[begin EXTRACTED TEXT]
Re: [DISCUSS] FLIP-84 Feedback Summary

Timo Walther-2
Hi Godfrey,

executing streaming queries must be our top priority because this is
what distinguishes Flink from competitors. If we change the execution
behavior, we should think about the other cases as well to not break the
API a third time.

I fear that just having an async execute method will not be enough
because users should be able to mix streaming and batch queries in a
unified scenario.

If I remember it correctly, we had some discussions in the past about
what decides about the execution mode of a query. Currently, we would
like to let the query decide, not derive it from the sources.

So I could image a multiline pipeline as:

USE CATALOG 'mycat';
INSERT INTO t1 SELECT * FROM s;
INSERT INTO t2 SELECT * FROM s JOIN t1 EMIT STREAM;

For executeMultilineSql():

sync because regular SQL
sync because regular Batch SQL
async because Streaming SQL

For executeAsyncMultilineSql():

async because everything should be async
async because everything should be async
async because everything should be async

What we should not start for executeAsyncMultilineSql():

sync because DDL
async because everything should be async
async because everything should be async

What are you thoughts here?

Regards,
Timo


On 26.03.20 12:50, godfrey he wrote:

> Hi Timo,
>
> I agree with you that streaming queries mostly need async execution.
> In fact, our original plan is only introducing sync methods in this FLIP,
> and async methods (like "executeSqlAsync") will be introduced in the future
> which is mentioned in the appendix.
>
> Maybe the async methods also need to be considered in this FLIP.
>
> I think sync methods is also useful for streaming which can be used to run
> bounded source.
> Maybe we should check whether all sources are bounded in sync execution
> mode.
>
>> Also, if we block for streaming queries, we could never support
>> multiline files. Because the first INSERT INTO would block the further
>> execution.
> agree with you, we need async method to submit multiline files,
> and files should be limited that the DQL and DML should be always in the
> end for streaming.
[end EXTRACTED TEXT]
[begin GIVEN RECORDS]
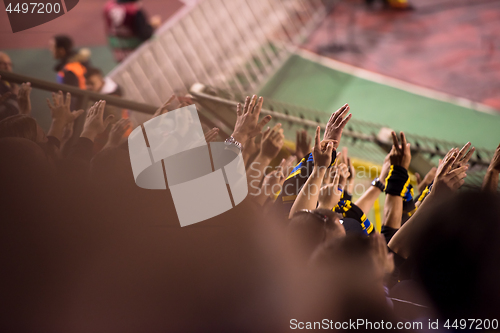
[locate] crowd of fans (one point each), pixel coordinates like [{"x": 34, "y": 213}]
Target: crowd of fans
[{"x": 85, "y": 249}]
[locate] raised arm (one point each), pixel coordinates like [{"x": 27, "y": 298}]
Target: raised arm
[{"x": 490, "y": 182}]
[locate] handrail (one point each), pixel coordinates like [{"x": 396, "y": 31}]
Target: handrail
[{"x": 74, "y": 91}]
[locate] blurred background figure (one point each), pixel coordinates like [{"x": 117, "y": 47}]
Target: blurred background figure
[
  {"x": 127, "y": 26},
  {"x": 8, "y": 91},
  {"x": 391, "y": 4}
]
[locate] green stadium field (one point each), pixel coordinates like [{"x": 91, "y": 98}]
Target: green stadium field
[{"x": 303, "y": 81}]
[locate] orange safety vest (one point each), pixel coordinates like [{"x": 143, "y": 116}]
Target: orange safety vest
[{"x": 79, "y": 70}]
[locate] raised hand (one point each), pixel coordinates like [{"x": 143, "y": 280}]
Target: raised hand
[
  {"x": 60, "y": 110},
  {"x": 272, "y": 183},
  {"x": 384, "y": 261},
  {"x": 329, "y": 195},
  {"x": 400, "y": 154},
  {"x": 322, "y": 155},
  {"x": 344, "y": 173},
  {"x": 23, "y": 99},
  {"x": 448, "y": 179},
  {"x": 95, "y": 123},
  {"x": 463, "y": 156},
  {"x": 302, "y": 144},
  {"x": 336, "y": 125},
  {"x": 495, "y": 161},
  {"x": 272, "y": 141},
  {"x": 164, "y": 108},
  {"x": 247, "y": 119},
  {"x": 117, "y": 133}
]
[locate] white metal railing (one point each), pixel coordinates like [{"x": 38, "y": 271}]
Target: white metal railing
[{"x": 233, "y": 45}]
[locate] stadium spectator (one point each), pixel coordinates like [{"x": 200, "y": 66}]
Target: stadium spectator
[
  {"x": 72, "y": 65},
  {"x": 127, "y": 26}
]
[end GIVEN RECORDS]
* _OBJECTIVE A_
Answer these from the FLIP-84 discussion:
(i) According to Timo, what distinguishes Flink from competitors?
(ii) What does Timo say should decide the execution mode of a query?
(iii) In the original plan described by godfrey he, where were the future async methods mentioned?
* _OBJECTIVE B_
Repeat word for word the part of the FLIP-84 discussion that opens with the words containing "executing streaming queries" and closes with "unified scenario.".

* _WRITTEN REPLY A_
(i) Executing streaming queries.
(ii) The query itself, not the sources.
(iii) In the appendix.

* _WRITTEN REPLY B_
executing streaming queries must be our top priority because this is
what distinguishes Flink from competitors. If we change the execution
behavior, we should think about the other cases as well to not break the
API a third time.

I fear that just having an async execute method will not be enough
because users should be able to mix streaming and batch queries in a
unified scenario.